══ RECORDS ══

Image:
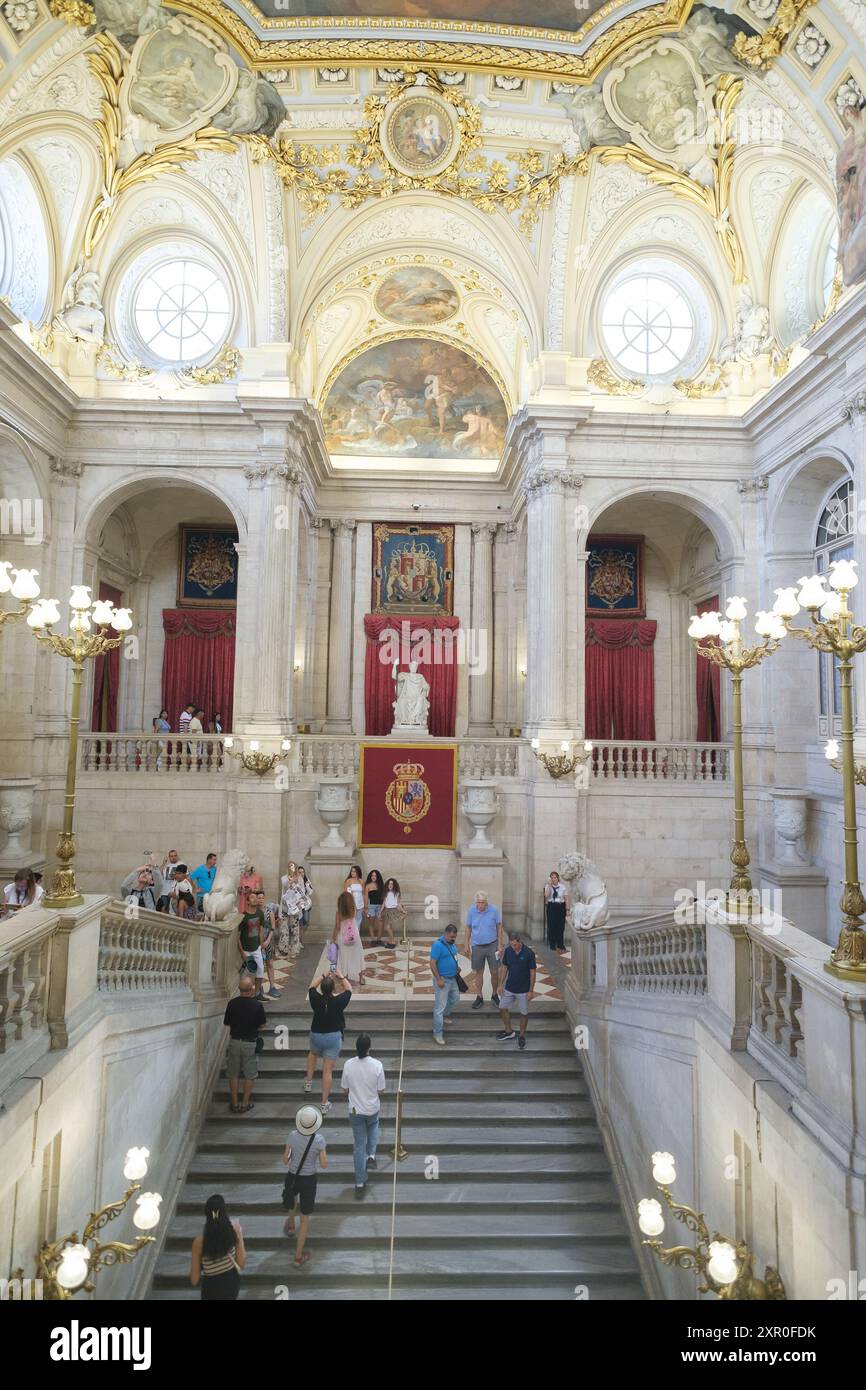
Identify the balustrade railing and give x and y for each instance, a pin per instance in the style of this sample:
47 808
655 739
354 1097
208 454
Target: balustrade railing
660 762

═══
══ RECORDS ══

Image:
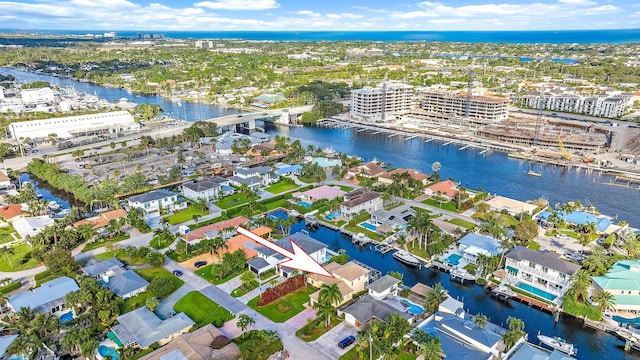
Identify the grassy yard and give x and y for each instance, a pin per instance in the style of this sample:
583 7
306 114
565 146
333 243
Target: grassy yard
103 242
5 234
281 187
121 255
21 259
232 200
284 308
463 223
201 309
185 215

═══
══ RECORDS ══

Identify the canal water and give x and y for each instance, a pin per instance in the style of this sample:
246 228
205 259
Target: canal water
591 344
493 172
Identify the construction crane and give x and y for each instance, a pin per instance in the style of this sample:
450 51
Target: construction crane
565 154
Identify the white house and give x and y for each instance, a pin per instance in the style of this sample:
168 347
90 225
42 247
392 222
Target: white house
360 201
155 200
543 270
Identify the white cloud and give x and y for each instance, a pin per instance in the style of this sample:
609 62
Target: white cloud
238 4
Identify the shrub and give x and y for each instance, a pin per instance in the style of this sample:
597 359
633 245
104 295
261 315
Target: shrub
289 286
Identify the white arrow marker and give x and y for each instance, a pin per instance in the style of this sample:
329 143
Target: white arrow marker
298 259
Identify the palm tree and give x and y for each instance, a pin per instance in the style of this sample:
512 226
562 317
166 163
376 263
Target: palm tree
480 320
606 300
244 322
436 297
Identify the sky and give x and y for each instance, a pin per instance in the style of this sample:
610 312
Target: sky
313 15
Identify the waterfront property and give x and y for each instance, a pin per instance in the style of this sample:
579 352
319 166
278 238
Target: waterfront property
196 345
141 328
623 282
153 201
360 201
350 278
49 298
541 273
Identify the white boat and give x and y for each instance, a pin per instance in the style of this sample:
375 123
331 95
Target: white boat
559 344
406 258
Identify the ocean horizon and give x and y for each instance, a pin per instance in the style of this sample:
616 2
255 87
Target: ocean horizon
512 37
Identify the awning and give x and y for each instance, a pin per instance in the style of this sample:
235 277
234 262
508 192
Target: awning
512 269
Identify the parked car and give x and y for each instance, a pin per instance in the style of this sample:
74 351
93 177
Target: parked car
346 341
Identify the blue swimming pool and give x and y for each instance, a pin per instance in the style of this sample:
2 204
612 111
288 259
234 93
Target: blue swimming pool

═══

_WHAT YOU HAVE TO DO_. Rewrite the lines starting at the one containing "Identify the parked" and ending at the one containing "Target: blue swimming pool", putting "parked van" wherever "parked car" appears and keeping all else unchanged.

_REPLY_.
Identify the parked van and give x and y for each instance, a pin per instance in the style of this sample:
74 351
93 177
Target: parked van
346 341
Identify the blue swimming pool and give x and y for each instance, a pin per instance in the style of this sample:
2 204
612 111
288 259
234 93
Target: blue swimming pool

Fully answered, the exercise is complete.